Could you reproduce each of the lines below verbatim, from first to last, without changing a single character?
------ Recorded data
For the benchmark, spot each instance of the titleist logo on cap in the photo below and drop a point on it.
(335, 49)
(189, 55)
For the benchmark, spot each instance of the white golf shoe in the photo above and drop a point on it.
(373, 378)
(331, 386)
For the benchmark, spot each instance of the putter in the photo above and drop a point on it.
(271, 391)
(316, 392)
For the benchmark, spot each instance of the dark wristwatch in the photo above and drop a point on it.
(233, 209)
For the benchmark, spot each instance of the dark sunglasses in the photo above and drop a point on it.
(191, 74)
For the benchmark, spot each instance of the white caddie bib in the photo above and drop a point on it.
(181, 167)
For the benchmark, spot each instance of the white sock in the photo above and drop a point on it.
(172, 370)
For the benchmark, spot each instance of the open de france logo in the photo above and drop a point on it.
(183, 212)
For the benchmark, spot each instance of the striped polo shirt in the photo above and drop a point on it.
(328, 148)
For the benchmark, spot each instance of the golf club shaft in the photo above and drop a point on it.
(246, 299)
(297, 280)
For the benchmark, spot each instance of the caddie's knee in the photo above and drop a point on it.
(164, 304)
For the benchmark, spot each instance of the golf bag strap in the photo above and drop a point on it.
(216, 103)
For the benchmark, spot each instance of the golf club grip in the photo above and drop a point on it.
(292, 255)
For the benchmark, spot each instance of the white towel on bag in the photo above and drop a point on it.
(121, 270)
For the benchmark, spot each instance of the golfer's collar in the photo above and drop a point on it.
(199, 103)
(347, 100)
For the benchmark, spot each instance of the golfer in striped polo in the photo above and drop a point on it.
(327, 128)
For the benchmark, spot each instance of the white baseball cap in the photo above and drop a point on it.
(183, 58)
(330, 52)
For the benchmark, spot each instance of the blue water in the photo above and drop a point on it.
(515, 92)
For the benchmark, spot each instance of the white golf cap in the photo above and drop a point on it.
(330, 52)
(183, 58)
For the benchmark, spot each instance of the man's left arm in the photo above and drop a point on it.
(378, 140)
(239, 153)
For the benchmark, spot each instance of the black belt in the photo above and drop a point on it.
------------
Correct output:
For the benchmark, spot each instance of the titleist logo on cap in the photo below and drop a point on it.
(335, 49)
(189, 55)
For the benchmark, spot each instance of the white golf shoe in the photo above and drop a point on it.
(373, 378)
(331, 386)
For the benchmark, spot each instance of the putter in the photo above and drop a point on it.
(271, 391)
(316, 392)
For the benchmark, spot each instance of the dark wristwatch in the photo above and drop a point on it.
(233, 209)
For the benchmark, spot each instance of the dark sunglasses in the photo above and drop a point on it.
(191, 74)
For the benchmark, spot each instance of the white caddie bib in the photo above and drop a point on it.
(181, 167)
For the benchmark, spot each instance of the white sock in the photo above and drop a point on it.
(172, 370)
For the benchmark, spot each instance of the open de france logo in the photo above and drop a point on it.
(183, 212)
For the benchmark, spot each instance of the striped polo shirt in the photo above and drop a point on it.
(328, 148)
For the benchmark, spot each instance of the golf club shaft in the photo above and drop a point on it.
(246, 299)
(297, 280)
For the benchmark, spot each instance of the caddie's knee in the photo above and drop a point on it.
(164, 304)
For the benchmark, spot each instance of the golf bag strap in the photo above and drop a point on it.
(216, 103)
For the benchmark, spot each instance of the golf club grip in the photo above and drop a point on it.
(292, 255)
For the benchmark, spot each instance of the white towel on bag in the photo above and drop a point on it.
(121, 270)
For the benchmark, spot each instance of the golfer's collar in the photo above and drop a point on it.
(199, 103)
(347, 100)
For the benchmark, spot each instance of the golfer in striped polo in the photo above and drop a point on it.
(327, 128)
For the benchmark, spot each instance of the white baseball cap in the photo above and drop a point on it.
(183, 58)
(330, 52)
For the benchmark, spot each instance of the blue water in the photo above and drop a point on it.
(515, 92)
For the benchmark, spot each instance of the white golf cap in the photo above and drop a point on it.
(330, 52)
(183, 58)
For the benchmark, spot each instance of the man's left arm in the photo above and drop a point on it.
(378, 140)
(239, 153)
For the benchmark, spot each instance of the black belt in the photo above and drop a point on it.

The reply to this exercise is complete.